— Arbeitsanweisung A —
Geben Sie den Textauszug unverändert wieder, beginnend mit den Worten "IHKplus 4.2024 |" und endend nach den Worten "die dortigen Erfahrungen.".
— Arbeitsanweisung B —
Beantworten Sie anhand des Textauszugs kurz:
(i) Wie viele Menschen beschäftigt Peter Zens auf dem Gertrudenhof?
(ii) In welchem Jahr kam Tekele Araya nach Deutschland?
(iii) Über welche Organisation fand Tekele Araya Arbeit auf dem Gertrudenhof?

— Textauszug —
IHKplus 4.2024 | Einblick

Job-Turbo: Ein doppelter Gewinn

Menschen, die als Geflüchtete nach Deutschland kommen, sind für Unternehmerinnen und Unternehmer eine wertvolle Ressource. Sie bringen Erfahrungen und Kompetenzen mit, die in der aktuellen Phase des Fachkräftemangels dringend gebraucht werden. Die IHK Köln macht sich stark für ihre Integration in den Arbeitsmarkt. Ein Einblick in zwei Unternehmen und die dortigen Erfahrungen.
Text: Johanna Tüntsch
Der Job-Turbo, den die Bundesregierung ausgerufen hat, ist bei Peter Zens längst gelebte Realität. Auf dem Gertrudenhof in Hürth beschäftigt er 90 Menschen, etwa 60 von ihnen in Vollzeit: „die Gertrudenhof-Familie“ nennt er sie gern. Biografien, in denen Migration eine Rolle gespielt hat, gibt es in seinem multinationalen Team vielfach.
„Beschäftigung und Arbeit sind ein ganz wichtiger Teil von Integration. Durch das soziale Umfeld bei der Arbeit lernt man die Sprache schneller, findet Freunde und so auch viel schneller ein wirkliches Zuhause“, sagt Peter Zens.
Der Wunsch, Menschen eine Chance zu geben, die es auf dem Arbeitsmarkt schwer haben, trifft bei ihm auf pragmatische unternehmerische Erwägungen: „Es gibt einen Fachkräftemangel und gleichzeitig ‘Zigtausende, die hier eine neue Heimat finden wollen. Wenn man es ausprobiert, findet man auch die Richtigen. Natürlich kann es auch mal nicht klappen, aber das ist bei Deutschen ja nicht anders.“
Seine Erfahrung zu Teammitgliedern mit Fluchtgeschichte sei: „Nach guter betriebsinterner Förderung können sie wichtige, stabile und treue Säulen im Team werden.“
Einer, der schwierige Startvoraussetzungen hatte, ist Tekele Araya. 2015 kam er aus dem Bürgerkriegsland Eritrea nach Deutschland. Vor fünf Jahren fand er über die Hürther Brücke der Kulturen, eine ehrenamtliche Hilfsorganisation, Arbeit auf dem Gertrudenhof.

(Datensätze aus einer Sammlung)
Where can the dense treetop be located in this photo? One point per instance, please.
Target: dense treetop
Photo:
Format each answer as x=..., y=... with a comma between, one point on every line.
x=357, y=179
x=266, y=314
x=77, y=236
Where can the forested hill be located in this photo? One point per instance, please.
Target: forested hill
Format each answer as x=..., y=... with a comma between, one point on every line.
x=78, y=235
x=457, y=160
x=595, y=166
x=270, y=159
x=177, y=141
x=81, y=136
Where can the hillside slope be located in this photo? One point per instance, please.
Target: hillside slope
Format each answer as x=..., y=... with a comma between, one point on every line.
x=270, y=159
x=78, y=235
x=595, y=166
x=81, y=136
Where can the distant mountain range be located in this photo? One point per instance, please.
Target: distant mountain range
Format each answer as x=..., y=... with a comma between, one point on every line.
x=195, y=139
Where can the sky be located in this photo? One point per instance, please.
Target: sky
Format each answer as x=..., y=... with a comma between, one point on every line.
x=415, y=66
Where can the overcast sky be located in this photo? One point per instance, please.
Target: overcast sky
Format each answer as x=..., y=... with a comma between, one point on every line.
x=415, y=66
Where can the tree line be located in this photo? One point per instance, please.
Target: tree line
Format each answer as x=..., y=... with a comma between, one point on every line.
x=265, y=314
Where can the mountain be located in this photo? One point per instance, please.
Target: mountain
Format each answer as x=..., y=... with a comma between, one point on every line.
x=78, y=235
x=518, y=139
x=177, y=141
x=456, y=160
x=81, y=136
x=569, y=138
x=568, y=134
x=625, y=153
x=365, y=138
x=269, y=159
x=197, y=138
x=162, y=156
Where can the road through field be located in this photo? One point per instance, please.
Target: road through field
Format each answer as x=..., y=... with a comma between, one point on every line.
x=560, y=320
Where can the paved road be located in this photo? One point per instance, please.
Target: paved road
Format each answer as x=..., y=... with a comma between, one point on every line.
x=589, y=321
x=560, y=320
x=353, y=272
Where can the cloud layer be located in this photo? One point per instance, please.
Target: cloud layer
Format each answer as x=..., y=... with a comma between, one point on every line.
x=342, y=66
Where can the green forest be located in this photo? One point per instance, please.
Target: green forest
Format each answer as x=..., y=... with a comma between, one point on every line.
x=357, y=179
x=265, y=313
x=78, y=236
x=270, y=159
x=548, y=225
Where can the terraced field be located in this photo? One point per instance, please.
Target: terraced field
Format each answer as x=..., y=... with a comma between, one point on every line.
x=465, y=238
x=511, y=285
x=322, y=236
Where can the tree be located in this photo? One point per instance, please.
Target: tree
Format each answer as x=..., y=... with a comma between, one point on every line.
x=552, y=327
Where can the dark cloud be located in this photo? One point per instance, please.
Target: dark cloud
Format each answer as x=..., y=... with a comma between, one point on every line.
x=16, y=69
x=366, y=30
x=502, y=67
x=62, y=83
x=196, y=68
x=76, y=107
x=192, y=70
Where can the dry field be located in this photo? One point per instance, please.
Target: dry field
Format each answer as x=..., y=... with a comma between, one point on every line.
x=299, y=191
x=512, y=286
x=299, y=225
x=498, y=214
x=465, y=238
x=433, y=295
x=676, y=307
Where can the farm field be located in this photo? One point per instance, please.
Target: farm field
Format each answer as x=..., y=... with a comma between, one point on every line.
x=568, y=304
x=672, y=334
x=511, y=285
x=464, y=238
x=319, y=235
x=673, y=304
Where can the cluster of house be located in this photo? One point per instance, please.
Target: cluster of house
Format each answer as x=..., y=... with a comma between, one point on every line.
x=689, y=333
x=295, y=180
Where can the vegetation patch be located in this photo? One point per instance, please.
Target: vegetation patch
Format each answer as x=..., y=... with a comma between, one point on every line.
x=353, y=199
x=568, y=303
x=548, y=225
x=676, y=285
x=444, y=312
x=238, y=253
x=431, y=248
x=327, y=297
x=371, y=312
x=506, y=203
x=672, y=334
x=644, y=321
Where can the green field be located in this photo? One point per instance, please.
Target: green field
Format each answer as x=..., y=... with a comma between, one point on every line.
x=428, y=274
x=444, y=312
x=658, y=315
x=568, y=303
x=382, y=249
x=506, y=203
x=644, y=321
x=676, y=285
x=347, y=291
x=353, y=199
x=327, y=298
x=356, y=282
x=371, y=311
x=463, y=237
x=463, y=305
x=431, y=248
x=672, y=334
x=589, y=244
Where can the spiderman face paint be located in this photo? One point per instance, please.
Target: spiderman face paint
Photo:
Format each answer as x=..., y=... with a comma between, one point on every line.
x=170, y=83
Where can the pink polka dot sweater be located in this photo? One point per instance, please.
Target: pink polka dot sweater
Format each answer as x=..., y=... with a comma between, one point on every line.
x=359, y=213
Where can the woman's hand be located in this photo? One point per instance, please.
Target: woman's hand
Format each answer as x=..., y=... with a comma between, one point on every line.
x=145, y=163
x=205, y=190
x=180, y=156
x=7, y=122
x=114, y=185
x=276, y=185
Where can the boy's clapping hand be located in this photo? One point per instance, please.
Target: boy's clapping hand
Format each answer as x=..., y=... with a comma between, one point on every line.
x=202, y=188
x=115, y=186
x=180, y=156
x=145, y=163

— Aufgabenlösung A —
IHKplus 4.2024 | Einblick

Job-Turbo: Ein doppelter Gewinn

Menschen, die als Geflüchtete nach Deutschland kommen, sind für Unternehmerinnen und Unternehmer eine wertvolle Ressource. Sie bringen Erfahrungen und Kompetenzen mit, die in der aktuellen Phase des Fachkräftemangels dringend gebraucht werden. Die IHK Köln macht sich stark für ihre Integration in den Arbeitsmarkt. Ein Einblick in zwei Unternehmen und die dortigen Erfahrungen.

— Aufgabenlösung B —
(i) 90 Menschen, etwa 60 davon in Vollzeit.
(ii) 2015.
(iii) Über die Hürther Brücke der Kulturen, eine ehrenamtliche Hilfsorganisation.